= MATERIAL PROVIDED =

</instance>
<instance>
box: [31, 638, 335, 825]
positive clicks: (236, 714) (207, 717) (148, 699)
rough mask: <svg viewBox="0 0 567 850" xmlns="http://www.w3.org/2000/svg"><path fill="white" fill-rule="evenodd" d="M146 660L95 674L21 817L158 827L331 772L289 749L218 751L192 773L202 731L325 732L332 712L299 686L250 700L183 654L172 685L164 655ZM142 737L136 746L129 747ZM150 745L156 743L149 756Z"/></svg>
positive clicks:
---
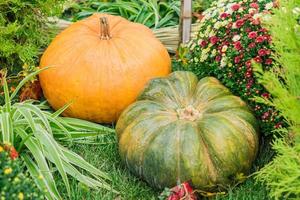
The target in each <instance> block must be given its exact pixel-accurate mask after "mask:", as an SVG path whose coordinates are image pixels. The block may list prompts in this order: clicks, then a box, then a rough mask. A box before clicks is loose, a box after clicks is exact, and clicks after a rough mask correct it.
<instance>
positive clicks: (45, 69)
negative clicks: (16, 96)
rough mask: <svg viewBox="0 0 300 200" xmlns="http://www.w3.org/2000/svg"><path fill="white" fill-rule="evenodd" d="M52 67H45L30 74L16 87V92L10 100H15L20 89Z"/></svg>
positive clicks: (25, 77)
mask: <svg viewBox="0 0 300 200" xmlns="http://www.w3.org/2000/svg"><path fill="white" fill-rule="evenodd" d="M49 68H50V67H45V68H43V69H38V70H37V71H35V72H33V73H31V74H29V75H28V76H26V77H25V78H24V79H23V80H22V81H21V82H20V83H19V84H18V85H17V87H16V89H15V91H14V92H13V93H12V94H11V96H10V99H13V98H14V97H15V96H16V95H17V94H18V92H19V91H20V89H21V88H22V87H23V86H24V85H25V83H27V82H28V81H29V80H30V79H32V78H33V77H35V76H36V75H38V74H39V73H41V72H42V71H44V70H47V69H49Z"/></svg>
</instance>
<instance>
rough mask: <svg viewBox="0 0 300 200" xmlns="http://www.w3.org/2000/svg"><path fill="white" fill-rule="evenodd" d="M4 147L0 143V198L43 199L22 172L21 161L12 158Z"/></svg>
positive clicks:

= EXERCISE BRIEF =
Which lines of the data contain the string "positive"? Copy every one of them in full, matching case exactly.

= REPLY TO THE EXERCISE =
positive clicks: (236, 714) (207, 717) (148, 699)
positive clicks:
positive clicks: (45, 69)
positive clicks: (25, 77)
positive clicks:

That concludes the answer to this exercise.